Omit every picture and write out the rest of the records exactly.
__________
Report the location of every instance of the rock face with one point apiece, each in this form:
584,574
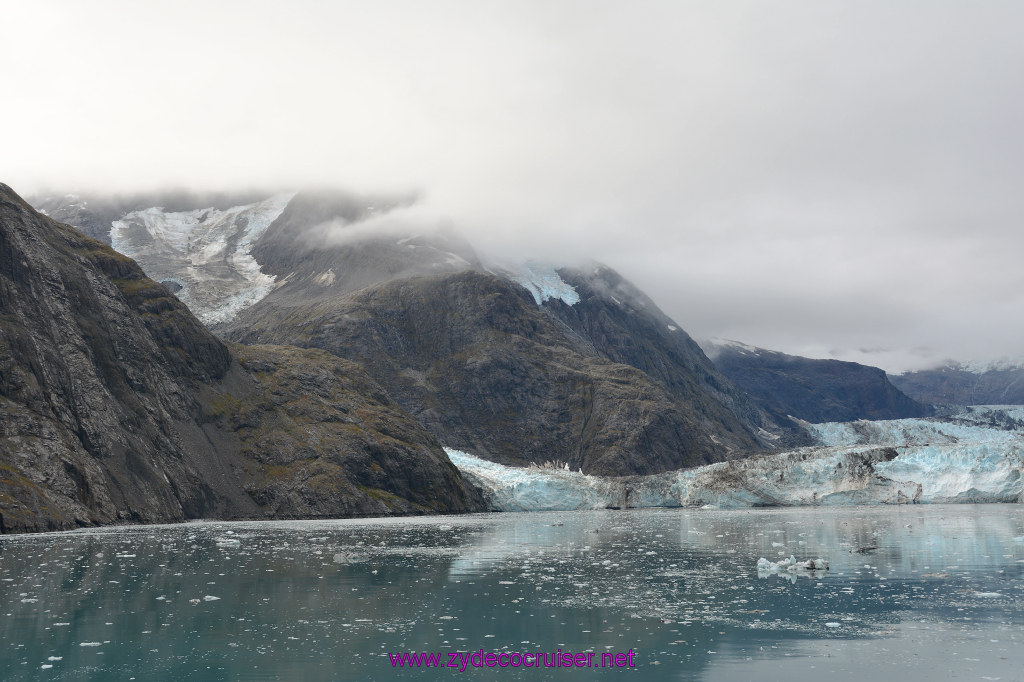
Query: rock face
117,405
513,367
814,390
514,364
1000,383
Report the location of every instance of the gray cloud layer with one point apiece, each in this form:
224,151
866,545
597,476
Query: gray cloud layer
816,177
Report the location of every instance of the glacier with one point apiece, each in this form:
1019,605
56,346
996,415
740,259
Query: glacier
976,456
206,252
544,283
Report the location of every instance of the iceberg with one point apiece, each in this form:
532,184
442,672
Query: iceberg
973,457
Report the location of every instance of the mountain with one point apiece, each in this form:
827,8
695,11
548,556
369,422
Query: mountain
514,363
956,383
117,405
814,390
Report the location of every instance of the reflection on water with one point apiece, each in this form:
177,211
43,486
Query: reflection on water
911,592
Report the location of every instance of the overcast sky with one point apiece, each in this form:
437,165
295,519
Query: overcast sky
826,178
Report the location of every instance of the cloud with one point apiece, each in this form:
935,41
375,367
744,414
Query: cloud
804,175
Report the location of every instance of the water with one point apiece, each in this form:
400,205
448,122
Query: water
942,597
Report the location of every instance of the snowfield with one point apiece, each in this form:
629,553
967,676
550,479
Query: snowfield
974,457
206,252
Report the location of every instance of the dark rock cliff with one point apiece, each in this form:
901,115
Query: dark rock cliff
483,368
814,390
955,384
116,405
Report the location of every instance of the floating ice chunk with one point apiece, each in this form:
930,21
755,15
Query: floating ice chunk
791,565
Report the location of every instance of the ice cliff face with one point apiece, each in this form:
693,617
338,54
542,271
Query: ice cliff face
977,456
204,252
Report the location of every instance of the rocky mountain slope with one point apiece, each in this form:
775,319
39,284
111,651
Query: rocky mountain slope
516,364
117,405
998,383
814,390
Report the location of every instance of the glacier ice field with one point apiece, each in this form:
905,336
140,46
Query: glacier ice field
976,456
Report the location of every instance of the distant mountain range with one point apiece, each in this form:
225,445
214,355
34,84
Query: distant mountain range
814,390
515,363
955,383
119,402
117,405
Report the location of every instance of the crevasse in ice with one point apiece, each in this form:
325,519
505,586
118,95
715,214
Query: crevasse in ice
976,456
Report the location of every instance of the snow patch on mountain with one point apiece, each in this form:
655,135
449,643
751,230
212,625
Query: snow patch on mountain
207,251
544,283
975,457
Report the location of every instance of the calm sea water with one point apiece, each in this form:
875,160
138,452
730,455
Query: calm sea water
941,597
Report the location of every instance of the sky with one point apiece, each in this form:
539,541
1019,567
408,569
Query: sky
835,179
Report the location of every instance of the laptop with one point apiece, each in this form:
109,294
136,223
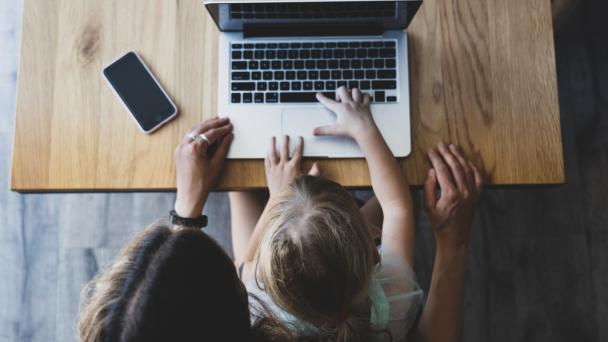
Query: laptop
276,55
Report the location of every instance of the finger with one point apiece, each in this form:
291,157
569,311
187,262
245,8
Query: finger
455,167
470,175
442,171
272,153
430,190
326,130
207,125
222,151
327,102
298,151
315,170
367,99
215,134
342,94
478,178
285,150
357,96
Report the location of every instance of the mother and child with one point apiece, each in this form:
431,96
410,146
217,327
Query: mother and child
311,263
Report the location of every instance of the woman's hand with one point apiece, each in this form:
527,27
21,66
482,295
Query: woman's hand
353,115
280,170
452,214
198,164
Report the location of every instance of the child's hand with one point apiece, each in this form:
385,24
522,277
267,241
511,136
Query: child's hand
280,170
452,214
353,115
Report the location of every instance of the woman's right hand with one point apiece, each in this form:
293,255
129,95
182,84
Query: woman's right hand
353,114
198,166
451,215
280,169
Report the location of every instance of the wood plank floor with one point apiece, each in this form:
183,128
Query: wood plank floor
538,267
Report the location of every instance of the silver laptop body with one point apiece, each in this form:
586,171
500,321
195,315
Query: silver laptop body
276,55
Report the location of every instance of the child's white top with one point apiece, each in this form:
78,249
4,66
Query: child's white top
395,296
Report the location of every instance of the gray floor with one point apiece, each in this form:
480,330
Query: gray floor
538,267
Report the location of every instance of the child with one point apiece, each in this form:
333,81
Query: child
312,259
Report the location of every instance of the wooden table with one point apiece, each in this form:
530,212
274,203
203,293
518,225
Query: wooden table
__________
▸ Task solution:
Report the location of every instance of the rock face with one point apiece, each in this form:
584,574
Query: rock face
117,405
513,367
814,390
514,364
1000,383
Report the location of every instance of the gray cloud layer with one point apiece, each in this form:
224,151
866,545
597,476
Query: gray cloud layer
816,177
Report the location of every instance of the glacier with one point apiece, each in this form:
1019,605
56,346
996,415
740,259
Query: glacier
976,456
206,252
544,283
Report the location of every instance of the iceberg with one point apiece, each in this form:
532,184
442,672
Query: iceberg
973,457
Report the location of every instance of the mountain with one point apiece, each in this form:
827,8
695,11
548,556
369,422
Query: mountain
514,363
956,383
117,405
814,390
Report the location of every instance of the reflection on water with one point apiece, each in this form:
177,211
43,486
Query: reflection on water
911,592
Report the location of every instance of the overcast sky with one point apiece, each in this form:
437,165
295,519
Query: overcast sky
826,178
Report the location of every instance of the cloud with one point apiece, each in this form:
935,41
375,367
744,414
Query: cloud
804,175
Report the location of every instance of the water with one point apiece, each in this form:
400,205
448,122
Query: water
942,597
Report the location of every instance of the snowfield with one point apiece, each in this form:
629,553
967,676
550,479
Query: snowfield
974,457
206,252
Report the location of every instance of the dark rock cliff with one point apiece, each in this form:
901,115
Query: dark rock cliff
483,368
814,390
955,384
116,405
Report the location of every instance of the floating ice chunk with one point apiece, each in this form:
930,21
755,15
Query: floating ice chunk
791,565
Report the location of every instance of the ice cliff face with one point apiece, each in this form:
693,617
338,54
542,271
Query: ice cliff face
977,456
204,252
Report the location of every instance of the rocky mountain slope with one point apiece, each in this form:
775,319
39,284
111,651
Query: rocky mountain slope
516,364
117,405
998,383
814,390
Report the location of every instance of the glacier ice field with one point apiece, each in this form:
905,336
140,46
Query: glacier ice field
976,456
Report the location of every instance of the distant mountain range with one point apiece, each in this form:
225,445
214,355
34,84
Query: distant mountain range
814,390
515,363
955,383
119,402
117,405
Report the location of every instance of the crevasse in ice with one point apiece, each in this form:
325,519
505,586
118,95
715,214
Query: crevasse in ice
976,456
Report the location of every instance of the snow patch on mountain with one point apiece, each in this form:
655,135
449,643
751,230
212,625
Query: snow patch on mountain
207,251
544,283
975,457
Report the location of every instance of the calm sea water with one point apiece, each in this form:
875,160
138,452
730,455
Query: calm sea water
941,597
Report the location of every instance of the sky with one point apiece, each in this form:
539,541
1019,567
408,569
Query: sky
835,179
Report the location of every instance of the laptop with one point apiece, each in this form:
109,294
136,223
Query: laptop
276,55
Report the location of every instance of the finger with one point apiece, each in this form:
291,157
569,311
187,262
245,8
Query: finger
455,167
470,175
442,171
272,153
430,190
326,130
207,125
222,151
327,102
298,151
315,170
367,99
215,134
342,94
478,178
285,150
357,96
Report the location of every instance of the mother and child with one point apiece, each in this form:
431,96
410,146
217,327
Query: mother and child
311,263
Report the location of every instance of the woman's hand with one point apiece, each in this form:
527,27
21,66
482,295
Query: woman's hand
353,115
280,170
452,214
198,164
Report the location of every instance of the child's hand with one point apiece, each in this form:
385,24
522,277
267,241
511,136
Query: child's hand
280,170
452,214
353,115
Report the location of every instance of the woman's right hand with one point apiece, each in this form:
293,255
129,95
182,84
Query: woman's right hand
353,114
198,166
451,215
280,169
Report the location of every instance of the wood plank floor with one point apiece, each in this form:
183,128
Query: wood plank floor
538,267
Report the location of every instance of the silver laptop body with one point apiece, each in this form:
586,171
500,321
195,315
Query: silver laptop body
276,55
Report the location of every instance of the child's white top with one point apiece, each in this form:
78,249
4,66
Query: child's white top
395,296
Report the location of every instance of the gray floor with one point apiece, each in this form:
480,330
Query: gray floor
538,267
Report the location of every instance of the child with one point apiece, each in this form:
333,81
Query: child
312,259
Report the location of every instance of the wooden table with one point apiece, each in this form:
530,212
274,203
203,293
518,225
Query: wooden table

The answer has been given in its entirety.